I still hope that does not stop them helping out in a 'big' way in this latest disaster. And I think this would push the dollar up in the 'short term' where money could be made. It would then drop again once the memory of the aid faded, which would take about 3 -4 weeks.

Let's see what happens and what the USA does, or does not do, about this crisis and how it affects the dollar?

Sorry, wasn't paying close enough attention. I think Bush has offered 4.0 million

$US as relief. If that does anything then I'll eat my hat.

Posted (edited)

Not sure why you would want to eat your hat?

But for the record in this time of human devastation when all should rally to support those affected. Donations and blood should be upmost on our minds.

U.S. dispatches disaster teams; prepares $15 million in aid

http://www.guardian.co.uk/uslatest/story/0...4696432,00.html

The United States dispatched disaster teams Monday and prepared an initial $15 million aid package to the Asian countries hit by a massive earthquake and tsunamis. U.S. officials were seeking to contact hundreds of Americans who remain unaccounted for in the region.

Given instruction 1. In the forum exchange on U.S. tsunami aid, how long does the first poster expect it would take for the dollar to fall again once the memory of the aid faded?
Given instruction 2. Pick up the forum exchange on U.S. tsunami aid after its final sentence and continue it.
The listing has no role in this work.

Excerpts from a point labeling dataset:
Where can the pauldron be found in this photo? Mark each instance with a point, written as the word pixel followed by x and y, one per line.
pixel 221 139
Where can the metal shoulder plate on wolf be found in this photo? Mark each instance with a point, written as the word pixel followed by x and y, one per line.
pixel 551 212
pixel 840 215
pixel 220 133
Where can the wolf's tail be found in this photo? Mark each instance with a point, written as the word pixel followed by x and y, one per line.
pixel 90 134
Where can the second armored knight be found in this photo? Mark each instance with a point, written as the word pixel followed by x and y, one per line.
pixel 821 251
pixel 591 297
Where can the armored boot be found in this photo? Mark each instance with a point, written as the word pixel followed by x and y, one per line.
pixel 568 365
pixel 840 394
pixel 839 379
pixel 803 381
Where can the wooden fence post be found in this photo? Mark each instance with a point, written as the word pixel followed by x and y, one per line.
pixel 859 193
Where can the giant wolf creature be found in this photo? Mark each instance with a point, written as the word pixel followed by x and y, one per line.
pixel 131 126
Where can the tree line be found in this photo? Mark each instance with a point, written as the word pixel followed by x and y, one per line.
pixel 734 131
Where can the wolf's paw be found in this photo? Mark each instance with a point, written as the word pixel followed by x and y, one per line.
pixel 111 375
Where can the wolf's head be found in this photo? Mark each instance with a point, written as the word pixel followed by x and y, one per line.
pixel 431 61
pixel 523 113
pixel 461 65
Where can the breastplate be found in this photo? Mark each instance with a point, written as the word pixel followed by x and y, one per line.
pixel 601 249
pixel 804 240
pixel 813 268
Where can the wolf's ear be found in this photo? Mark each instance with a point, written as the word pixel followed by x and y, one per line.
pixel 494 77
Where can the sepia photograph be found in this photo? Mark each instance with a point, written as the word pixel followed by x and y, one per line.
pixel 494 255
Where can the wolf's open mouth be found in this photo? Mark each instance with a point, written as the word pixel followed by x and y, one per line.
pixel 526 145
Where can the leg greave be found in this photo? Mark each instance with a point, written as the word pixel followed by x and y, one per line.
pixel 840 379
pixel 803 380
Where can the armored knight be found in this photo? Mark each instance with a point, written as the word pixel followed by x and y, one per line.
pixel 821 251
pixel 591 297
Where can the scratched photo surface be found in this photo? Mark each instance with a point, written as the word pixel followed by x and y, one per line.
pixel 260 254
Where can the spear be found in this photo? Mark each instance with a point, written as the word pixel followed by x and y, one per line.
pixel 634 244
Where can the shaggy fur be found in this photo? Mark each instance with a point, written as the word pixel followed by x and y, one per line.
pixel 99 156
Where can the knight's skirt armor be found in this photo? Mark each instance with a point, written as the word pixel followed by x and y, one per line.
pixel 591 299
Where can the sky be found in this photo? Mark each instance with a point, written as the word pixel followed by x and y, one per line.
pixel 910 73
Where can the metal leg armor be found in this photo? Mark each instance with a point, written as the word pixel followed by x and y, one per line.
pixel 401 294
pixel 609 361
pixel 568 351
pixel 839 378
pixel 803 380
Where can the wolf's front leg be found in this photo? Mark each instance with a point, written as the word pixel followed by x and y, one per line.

Final answer 1. About three to four weeks.

Final answer 2.
U.S. officials immediately sent $100,000 each to India, Indonesia, the Maldives and Sri Lanka, and planned to donate $4 million later Monday to help Red Cross disaster efforts, Powell said.

My humble prayers and regrets for anyone harmed in all this madness.

I know everyone will rally to the cause as best they can with what they can.

That is all.

just listening to the foreign aid coming in;

Australia A$10,000,000 + 2 planeloads aid products

EU 25 nations Euro 3,000,000

USA US$ 100,000

seems something wrong with this equation

Edited by usatrader
Posted (edited)

A couple of thousand people die on September 11 a few years ago and the US is willing to spend billions of dollars to wage war in Iraq and Afganistan.

50,000 mostly Asians die and now they are willing to spend only a few million.

Edited by TizMe
Posted
A couple of thousand people die on September 11 a few years ago and the US is willing to spend billions of dollars to wage war in Iraq and Afganistan.

50,000 mostly Asians die and now they are willing to spend only a few million.

I think America cannot afford to improve thier 'image' in the world, for fear of the dollar rising. I am sure the low dollar is by design... and no accident. I think they will do 'just enough' to keep world opinion as it is.

What is amazing to me is... the world is now in shock over this earthquake/sunami and it will eventually take the lives of around 100,000 people. This is a time to reflect on what WE humans do in War. Close to 10 MILLION in WW11 alone. Now we have the power to do that damage with ONE Atomic bomb. Why are we in such awe of the destructive power of nature. Nature is a pussy cat compared with the destructive power and nature of man.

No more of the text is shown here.